Up until now I’ve managed to scrape through life with four perfectly intact grandparents, healthy aunts, uncles, cousins, parents. My sister got chicken pox at age 3 and that was the last time anyone worried. I’m impressed but not entirely thrilled that my beta fished has lasted so long.

But that got me out of bed and onto the Spanish tile of the floor, slow and barefoot, cold soaking through to the bone. It felt like home back when home was my grandma’s. I washed my face in cold water and dried off with what smelled like a line-dried towel, like it was scented by the same fruit tree that hangs above my grandma’s with the sun bleached wooden clothes pins and the sagging rope. The difference is she wasn’t stirring hot cocoa in the pot on the woodstove when I walked downstairs and I found myself wandering around the hotel with a skeleton key to my room hanging from my fingertips as I looked through the keyholes of other rooms to check for light. Nothing stirred and no one stopped me. The security guard was too busy facing the street.

* _Given data_
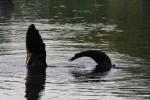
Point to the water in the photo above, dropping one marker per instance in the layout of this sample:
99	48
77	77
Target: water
118	27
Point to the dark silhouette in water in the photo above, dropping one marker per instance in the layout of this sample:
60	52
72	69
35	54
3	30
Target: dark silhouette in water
36	53
35	84
6	7
103	61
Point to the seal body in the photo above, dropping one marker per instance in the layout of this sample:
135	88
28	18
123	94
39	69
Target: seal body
36	53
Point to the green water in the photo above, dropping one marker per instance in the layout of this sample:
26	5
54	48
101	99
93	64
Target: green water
118	27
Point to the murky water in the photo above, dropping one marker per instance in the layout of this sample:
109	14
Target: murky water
118	27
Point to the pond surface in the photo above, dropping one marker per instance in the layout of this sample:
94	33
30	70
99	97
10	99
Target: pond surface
121	28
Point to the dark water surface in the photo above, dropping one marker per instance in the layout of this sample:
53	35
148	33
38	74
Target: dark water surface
121	28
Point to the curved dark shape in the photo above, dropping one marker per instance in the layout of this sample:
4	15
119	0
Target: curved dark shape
36	53
103	61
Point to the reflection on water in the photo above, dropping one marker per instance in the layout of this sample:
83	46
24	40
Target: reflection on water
118	27
34	86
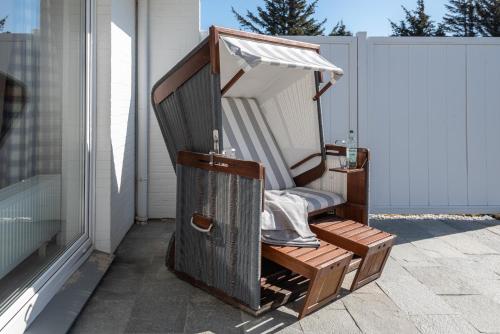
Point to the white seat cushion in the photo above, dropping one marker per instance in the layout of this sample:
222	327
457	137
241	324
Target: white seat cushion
246	130
317	199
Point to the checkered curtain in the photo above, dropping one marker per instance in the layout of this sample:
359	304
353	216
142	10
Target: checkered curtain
18	149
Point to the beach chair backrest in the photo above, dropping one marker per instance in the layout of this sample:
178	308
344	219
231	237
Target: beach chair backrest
246	130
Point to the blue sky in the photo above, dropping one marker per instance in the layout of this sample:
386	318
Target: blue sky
359	15
23	16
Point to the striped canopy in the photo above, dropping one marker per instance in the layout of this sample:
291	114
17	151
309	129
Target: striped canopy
250	53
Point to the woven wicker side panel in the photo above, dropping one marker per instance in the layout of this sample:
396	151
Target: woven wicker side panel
196	98
185	117
227	258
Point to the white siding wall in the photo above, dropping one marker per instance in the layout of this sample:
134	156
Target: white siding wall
432	122
115	170
174	31
429	110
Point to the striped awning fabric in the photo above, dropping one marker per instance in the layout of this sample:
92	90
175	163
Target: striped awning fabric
250	53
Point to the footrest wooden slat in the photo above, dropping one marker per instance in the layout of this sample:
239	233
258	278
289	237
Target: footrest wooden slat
371	244
325	267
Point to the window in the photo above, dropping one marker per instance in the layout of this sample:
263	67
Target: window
43	151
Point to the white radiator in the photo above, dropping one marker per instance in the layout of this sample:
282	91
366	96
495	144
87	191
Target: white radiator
30	215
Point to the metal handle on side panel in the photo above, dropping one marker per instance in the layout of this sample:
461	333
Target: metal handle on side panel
201	223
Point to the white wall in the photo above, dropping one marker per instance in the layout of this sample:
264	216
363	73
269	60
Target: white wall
429	110
115	166
174	31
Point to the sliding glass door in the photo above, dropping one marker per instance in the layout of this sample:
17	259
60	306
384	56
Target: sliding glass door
43	139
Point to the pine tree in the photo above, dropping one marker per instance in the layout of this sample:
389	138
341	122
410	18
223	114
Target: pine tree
340	30
489	17
416	23
461	19
283	17
2	23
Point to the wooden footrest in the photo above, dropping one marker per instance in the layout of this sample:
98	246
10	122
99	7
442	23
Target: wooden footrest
325	267
371	244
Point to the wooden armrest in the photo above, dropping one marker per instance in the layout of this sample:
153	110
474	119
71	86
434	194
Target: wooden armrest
221	163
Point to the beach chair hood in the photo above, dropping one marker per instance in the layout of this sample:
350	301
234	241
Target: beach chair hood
283	76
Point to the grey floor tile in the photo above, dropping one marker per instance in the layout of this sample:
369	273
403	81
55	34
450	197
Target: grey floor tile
282	320
436	248
376	313
409	255
409	294
443	324
103	317
442	280
205	318
479	310
328	320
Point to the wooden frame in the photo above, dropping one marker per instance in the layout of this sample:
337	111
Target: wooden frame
220	163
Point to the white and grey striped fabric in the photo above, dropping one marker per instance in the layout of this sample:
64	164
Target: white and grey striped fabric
250	53
247	132
317	199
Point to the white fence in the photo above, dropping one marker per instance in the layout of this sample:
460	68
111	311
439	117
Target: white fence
429	110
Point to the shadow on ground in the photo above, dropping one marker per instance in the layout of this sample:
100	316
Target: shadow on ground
443	276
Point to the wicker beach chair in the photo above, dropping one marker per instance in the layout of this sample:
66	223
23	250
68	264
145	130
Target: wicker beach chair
259	97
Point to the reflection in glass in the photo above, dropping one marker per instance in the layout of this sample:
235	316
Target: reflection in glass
42	136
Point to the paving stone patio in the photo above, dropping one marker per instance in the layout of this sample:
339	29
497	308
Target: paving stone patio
443	277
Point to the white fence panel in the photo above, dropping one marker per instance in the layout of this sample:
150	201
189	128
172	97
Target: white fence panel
429	110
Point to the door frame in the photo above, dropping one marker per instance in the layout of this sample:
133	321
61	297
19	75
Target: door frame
25	308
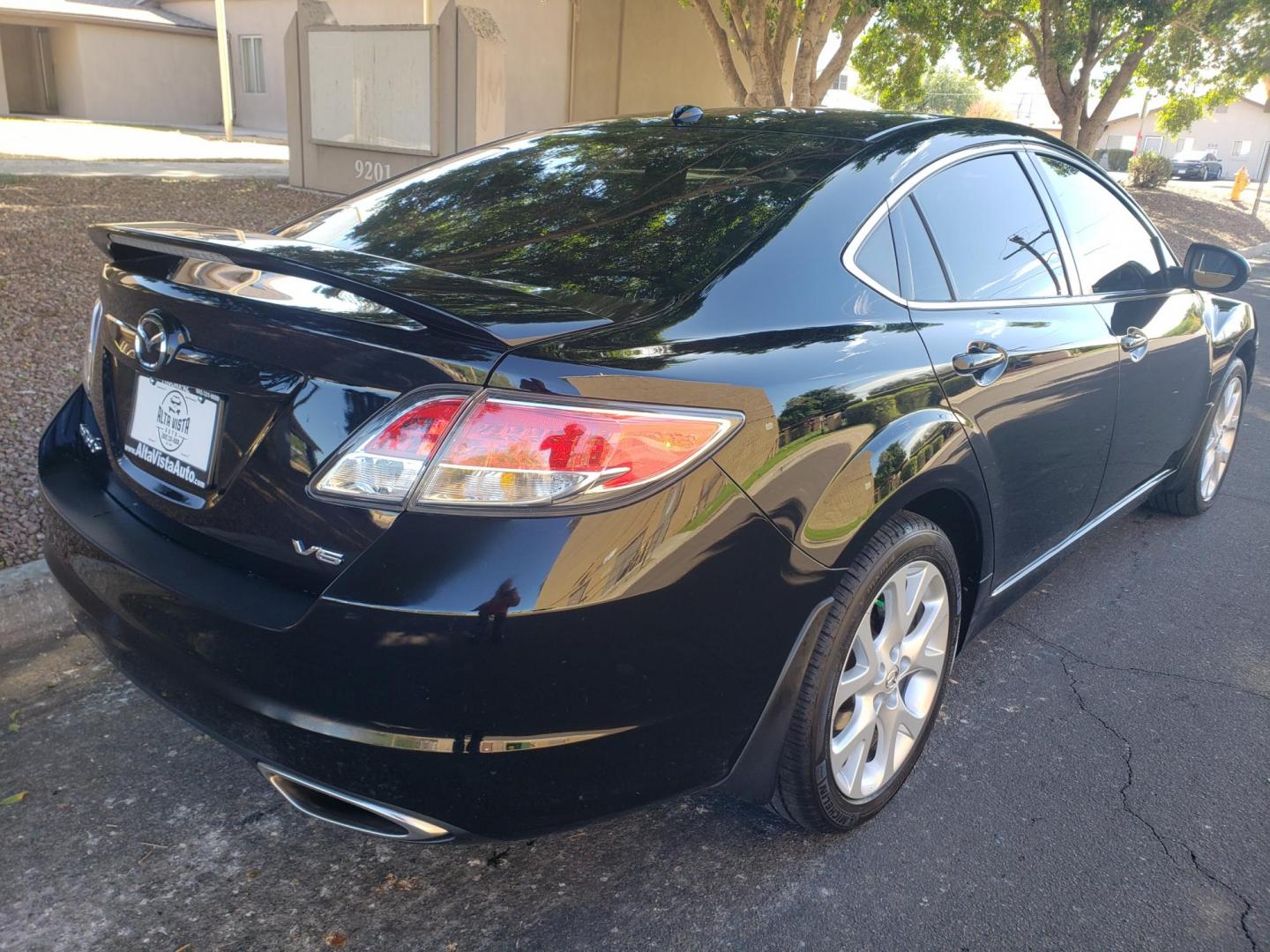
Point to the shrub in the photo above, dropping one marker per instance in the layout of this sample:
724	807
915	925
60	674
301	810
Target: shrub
1148	170
1113	159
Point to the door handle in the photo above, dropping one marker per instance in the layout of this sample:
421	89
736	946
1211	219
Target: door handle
982	361
1134	343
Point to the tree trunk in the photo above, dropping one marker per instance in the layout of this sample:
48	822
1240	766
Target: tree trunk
723	52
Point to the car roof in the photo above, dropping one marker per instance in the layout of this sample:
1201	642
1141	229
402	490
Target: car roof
855	124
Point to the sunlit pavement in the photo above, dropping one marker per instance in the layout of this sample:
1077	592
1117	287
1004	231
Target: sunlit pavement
83	140
1100	779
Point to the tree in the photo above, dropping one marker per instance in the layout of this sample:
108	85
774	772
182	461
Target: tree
1087	54
945	90
765	33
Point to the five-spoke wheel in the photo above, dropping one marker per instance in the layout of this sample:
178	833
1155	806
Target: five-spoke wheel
873	686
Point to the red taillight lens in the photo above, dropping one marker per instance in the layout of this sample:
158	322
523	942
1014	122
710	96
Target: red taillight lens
384	467
493	450
514	452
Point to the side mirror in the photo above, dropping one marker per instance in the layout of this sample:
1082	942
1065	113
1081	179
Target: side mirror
1213	268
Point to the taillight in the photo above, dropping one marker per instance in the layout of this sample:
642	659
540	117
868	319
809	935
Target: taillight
384	466
505	450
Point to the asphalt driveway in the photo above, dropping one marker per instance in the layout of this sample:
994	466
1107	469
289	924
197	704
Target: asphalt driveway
1100	779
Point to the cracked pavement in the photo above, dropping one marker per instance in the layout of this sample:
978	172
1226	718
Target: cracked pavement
1100	779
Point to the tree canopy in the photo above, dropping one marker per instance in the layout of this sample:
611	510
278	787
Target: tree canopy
767	32
1087	54
944	90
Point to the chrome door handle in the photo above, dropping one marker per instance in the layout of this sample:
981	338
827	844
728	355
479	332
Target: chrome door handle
975	361
983	362
1134	339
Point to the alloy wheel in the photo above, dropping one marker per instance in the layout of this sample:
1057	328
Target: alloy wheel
888	686
1220	443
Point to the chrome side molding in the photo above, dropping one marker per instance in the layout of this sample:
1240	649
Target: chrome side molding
1134	496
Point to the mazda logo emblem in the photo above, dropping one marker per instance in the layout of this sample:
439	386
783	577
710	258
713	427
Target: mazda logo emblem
153	340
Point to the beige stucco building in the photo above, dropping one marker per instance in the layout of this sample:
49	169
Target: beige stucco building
107	60
155	60
1237	133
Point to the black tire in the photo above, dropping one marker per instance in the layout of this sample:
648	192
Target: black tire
805	791
1181	495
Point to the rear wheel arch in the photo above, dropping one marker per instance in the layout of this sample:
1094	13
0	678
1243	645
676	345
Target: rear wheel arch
957	517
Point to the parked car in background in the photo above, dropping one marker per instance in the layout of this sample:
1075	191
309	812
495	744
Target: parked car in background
614	461
1197	165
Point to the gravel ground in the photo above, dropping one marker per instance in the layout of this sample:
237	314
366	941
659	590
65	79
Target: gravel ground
1185	213
48	285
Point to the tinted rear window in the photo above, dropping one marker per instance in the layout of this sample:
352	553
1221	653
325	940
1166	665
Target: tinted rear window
990	231
621	210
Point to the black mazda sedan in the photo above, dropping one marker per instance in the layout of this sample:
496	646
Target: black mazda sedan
631	457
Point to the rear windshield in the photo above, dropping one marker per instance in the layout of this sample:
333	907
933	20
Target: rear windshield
621	210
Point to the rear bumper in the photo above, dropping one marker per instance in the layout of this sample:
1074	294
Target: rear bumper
492	721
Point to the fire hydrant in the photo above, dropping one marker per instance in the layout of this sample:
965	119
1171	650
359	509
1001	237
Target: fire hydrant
1241	182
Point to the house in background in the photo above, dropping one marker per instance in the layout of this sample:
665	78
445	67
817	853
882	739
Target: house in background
155	60
107	60
1236	133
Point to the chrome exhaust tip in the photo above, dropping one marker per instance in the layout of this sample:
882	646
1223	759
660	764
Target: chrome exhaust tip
352	813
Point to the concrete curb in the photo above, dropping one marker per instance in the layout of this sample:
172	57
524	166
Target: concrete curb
34	612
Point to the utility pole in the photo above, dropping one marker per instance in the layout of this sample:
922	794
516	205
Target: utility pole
1142	122
222	55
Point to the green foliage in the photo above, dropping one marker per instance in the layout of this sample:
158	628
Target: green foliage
900	49
1087	54
1149	170
944	90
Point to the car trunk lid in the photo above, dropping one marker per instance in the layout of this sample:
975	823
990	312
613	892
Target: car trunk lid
231	365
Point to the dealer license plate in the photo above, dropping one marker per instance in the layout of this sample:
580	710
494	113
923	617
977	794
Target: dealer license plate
175	428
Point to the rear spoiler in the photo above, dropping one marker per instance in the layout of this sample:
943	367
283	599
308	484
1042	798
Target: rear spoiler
489	311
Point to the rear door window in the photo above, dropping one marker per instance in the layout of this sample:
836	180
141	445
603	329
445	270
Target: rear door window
990	231
921	274
1114	251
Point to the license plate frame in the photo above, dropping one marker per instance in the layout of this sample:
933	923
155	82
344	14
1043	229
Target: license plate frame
176	429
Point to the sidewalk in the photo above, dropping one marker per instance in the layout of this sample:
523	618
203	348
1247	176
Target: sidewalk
173	169
80	140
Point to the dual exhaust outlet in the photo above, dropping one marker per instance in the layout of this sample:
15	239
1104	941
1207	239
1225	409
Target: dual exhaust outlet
354	813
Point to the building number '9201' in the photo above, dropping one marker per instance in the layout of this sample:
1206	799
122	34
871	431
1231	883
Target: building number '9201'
371	172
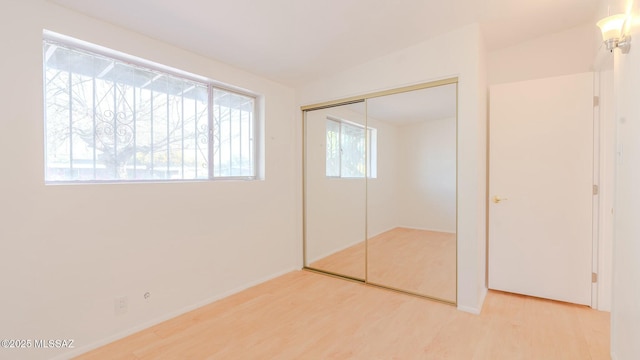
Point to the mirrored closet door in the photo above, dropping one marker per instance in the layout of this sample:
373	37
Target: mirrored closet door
380	189
411	211
335	190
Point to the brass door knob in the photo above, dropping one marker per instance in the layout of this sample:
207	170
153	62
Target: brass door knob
497	199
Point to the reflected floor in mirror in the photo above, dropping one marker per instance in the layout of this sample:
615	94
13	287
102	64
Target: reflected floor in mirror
418	261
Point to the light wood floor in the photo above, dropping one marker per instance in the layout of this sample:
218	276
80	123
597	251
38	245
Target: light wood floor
418	261
303	315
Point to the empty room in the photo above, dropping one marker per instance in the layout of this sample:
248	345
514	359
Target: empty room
297	179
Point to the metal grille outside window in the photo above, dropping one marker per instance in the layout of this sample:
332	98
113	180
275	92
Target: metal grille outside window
110	120
347	151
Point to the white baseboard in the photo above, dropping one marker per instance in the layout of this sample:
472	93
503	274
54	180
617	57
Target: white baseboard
478	308
322	256
428	229
167	316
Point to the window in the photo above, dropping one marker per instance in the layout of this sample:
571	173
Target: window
346	156
112	120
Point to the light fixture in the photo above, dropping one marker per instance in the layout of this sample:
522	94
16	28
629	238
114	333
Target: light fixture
613	32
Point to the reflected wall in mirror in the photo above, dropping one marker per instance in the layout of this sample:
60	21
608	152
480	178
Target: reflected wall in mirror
335	189
411	224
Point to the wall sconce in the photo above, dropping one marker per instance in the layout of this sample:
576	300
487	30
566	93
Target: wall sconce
613	32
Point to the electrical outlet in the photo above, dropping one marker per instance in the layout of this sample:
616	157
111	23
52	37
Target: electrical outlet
121	305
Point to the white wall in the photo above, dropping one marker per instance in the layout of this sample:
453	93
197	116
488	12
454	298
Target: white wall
625	313
568	52
564	53
69	250
382	197
427	175
459	53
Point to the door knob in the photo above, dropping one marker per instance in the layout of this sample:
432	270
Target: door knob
497	199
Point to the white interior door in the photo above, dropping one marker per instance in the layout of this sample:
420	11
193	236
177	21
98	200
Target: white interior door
540	187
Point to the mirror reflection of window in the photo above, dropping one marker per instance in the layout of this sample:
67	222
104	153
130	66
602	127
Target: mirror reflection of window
349	154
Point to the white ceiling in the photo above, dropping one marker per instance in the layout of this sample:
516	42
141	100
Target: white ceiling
297	41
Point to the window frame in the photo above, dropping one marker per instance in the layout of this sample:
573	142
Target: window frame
371	147
256	122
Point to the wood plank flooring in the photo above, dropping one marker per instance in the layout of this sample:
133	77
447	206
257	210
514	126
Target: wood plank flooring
304	315
418	261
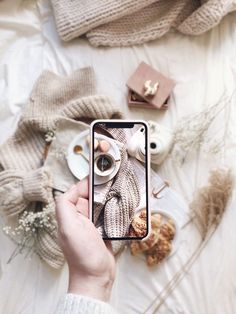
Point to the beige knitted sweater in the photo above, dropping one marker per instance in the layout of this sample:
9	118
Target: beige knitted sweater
25	183
129	22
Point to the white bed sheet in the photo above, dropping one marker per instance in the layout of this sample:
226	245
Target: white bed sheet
203	68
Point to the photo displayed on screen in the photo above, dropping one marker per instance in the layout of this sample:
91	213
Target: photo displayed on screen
119	179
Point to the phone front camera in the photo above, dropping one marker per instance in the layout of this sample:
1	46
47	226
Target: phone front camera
153	145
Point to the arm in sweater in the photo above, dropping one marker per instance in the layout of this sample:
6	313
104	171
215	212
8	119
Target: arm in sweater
78	304
90	260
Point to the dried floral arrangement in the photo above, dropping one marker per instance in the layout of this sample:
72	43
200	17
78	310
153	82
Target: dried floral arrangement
210	202
192	132
208	207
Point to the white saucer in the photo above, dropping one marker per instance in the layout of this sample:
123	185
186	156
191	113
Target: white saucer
78	165
115	152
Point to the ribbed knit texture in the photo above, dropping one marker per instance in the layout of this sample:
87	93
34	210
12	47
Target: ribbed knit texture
78	304
24	181
129	22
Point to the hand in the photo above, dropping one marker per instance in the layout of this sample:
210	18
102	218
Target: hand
91	262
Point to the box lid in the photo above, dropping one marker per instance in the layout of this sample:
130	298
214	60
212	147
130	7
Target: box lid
145	73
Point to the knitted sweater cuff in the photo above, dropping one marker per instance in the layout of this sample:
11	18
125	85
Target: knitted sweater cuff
36	185
78	304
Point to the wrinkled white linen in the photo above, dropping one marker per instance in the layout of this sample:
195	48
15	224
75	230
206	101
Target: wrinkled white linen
203	68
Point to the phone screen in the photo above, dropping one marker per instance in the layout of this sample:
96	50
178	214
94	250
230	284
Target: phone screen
119	179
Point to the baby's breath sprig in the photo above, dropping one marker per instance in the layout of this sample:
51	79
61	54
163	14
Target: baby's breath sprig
30	224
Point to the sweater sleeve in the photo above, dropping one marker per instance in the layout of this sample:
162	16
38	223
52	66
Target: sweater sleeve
78	304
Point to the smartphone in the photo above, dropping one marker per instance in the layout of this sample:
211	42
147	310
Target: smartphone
119	178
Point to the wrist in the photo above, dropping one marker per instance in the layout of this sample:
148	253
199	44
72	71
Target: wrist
97	287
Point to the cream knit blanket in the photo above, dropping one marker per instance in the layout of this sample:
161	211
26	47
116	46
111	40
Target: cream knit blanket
25	183
129	22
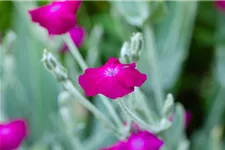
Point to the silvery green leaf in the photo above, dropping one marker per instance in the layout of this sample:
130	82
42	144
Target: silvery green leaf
35	100
172	39
168	106
220	52
134	12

* _Written request_
Using the hotel excerpt, please explain in one to three sentences why no one stopped the narrator from wandering the hotel and peering through keyholes.

* _Solution for this task_
The security guard was too busy facing the street to notice, and nothing else in the hotel was stirring.